▸ Instructions for the task
Starting with the first line and ending with the last, copy the entries word for word.

▸ The records
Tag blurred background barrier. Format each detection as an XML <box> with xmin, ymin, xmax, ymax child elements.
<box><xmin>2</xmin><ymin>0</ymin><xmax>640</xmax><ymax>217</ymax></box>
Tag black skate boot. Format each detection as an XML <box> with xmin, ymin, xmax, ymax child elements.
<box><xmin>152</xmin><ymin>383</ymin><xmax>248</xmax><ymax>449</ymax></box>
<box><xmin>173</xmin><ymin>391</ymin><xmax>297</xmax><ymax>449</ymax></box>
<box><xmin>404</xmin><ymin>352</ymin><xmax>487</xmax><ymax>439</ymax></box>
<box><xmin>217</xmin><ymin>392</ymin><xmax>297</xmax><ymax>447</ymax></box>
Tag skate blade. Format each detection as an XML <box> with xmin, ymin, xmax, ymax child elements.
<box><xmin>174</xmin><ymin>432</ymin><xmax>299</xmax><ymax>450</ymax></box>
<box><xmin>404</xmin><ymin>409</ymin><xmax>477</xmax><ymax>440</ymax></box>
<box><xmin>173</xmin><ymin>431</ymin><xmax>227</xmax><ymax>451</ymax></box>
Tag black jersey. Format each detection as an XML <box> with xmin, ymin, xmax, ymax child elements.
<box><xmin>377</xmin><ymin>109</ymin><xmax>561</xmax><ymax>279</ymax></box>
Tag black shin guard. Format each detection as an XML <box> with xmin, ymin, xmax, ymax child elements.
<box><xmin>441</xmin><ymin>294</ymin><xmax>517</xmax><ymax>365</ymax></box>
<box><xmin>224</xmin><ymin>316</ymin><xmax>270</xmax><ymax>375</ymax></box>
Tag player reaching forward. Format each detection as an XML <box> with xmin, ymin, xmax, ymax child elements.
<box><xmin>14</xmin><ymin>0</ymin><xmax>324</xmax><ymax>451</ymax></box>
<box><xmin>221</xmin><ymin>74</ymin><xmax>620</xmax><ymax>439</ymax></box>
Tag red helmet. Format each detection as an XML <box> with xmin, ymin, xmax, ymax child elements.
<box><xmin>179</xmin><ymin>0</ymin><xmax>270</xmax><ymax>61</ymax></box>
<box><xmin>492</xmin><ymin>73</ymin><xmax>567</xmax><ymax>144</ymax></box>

▸ Answer to the exercise
Tag blurred background barrier. Format each detection as an XML <box> with xmin, ymin, xmax, ymax child elements.
<box><xmin>2</xmin><ymin>0</ymin><xmax>640</xmax><ymax>217</ymax></box>
Tag black skate boot. Format each detection as an XML <box> with xmin, ymin, xmax, ymax child elements.
<box><xmin>152</xmin><ymin>383</ymin><xmax>248</xmax><ymax>449</ymax></box>
<box><xmin>173</xmin><ymin>391</ymin><xmax>297</xmax><ymax>449</ymax></box>
<box><xmin>404</xmin><ymin>352</ymin><xmax>487</xmax><ymax>439</ymax></box>
<box><xmin>217</xmin><ymin>392</ymin><xmax>297</xmax><ymax>447</ymax></box>
Tag skate blade. Format each detection as an XML <box> with xmin, ymin, xmax, ymax child elements.
<box><xmin>174</xmin><ymin>432</ymin><xmax>299</xmax><ymax>450</ymax></box>
<box><xmin>404</xmin><ymin>409</ymin><xmax>477</xmax><ymax>440</ymax></box>
<box><xmin>173</xmin><ymin>431</ymin><xmax>227</xmax><ymax>451</ymax></box>
Tag black jersey. Format each detection as an XML <box> with xmin, ymin, xmax, ymax child elements.
<box><xmin>377</xmin><ymin>109</ymin><xmax>561</xmax><ymax>279</ymax></box>
Tag black shin guard. Format each detection as an XML <box> with xmin, ymin, xmax, ymax child elements.
<box><xmin>441</xmin><ymin>294</ymin><xmax>517</xmax><ymax>365</ymax></box>
<box><xmin>224</xmin><ymin>316</ymin><xmax>270</xmax><ymax>375</ymax></box>
Tag player reaching forward. Format each detection as an XML <box> with xmin, ymin, xmax, ymax child elements.
<box><xmin>14</xmin><ymin>0</ymin><xmax>324</xmax><ymax>451</ymax></box>
<box><xmin>221</xmin><ymin>74</ymin><xmax>620</xmax><ymax>439</ymax></box>
Tag red helmet. Format each detection as an XML <box> with xmin, ymin, xmax, ymax child elements.
<box><xmin>179</xmin><ymin>0</ymin><xmax>270</xmax><ymax>61</ymax></box>
<box><xmin>492</xmin><ymin>73</ymin><xmax>567</xmax><ymax>144</ymax></box>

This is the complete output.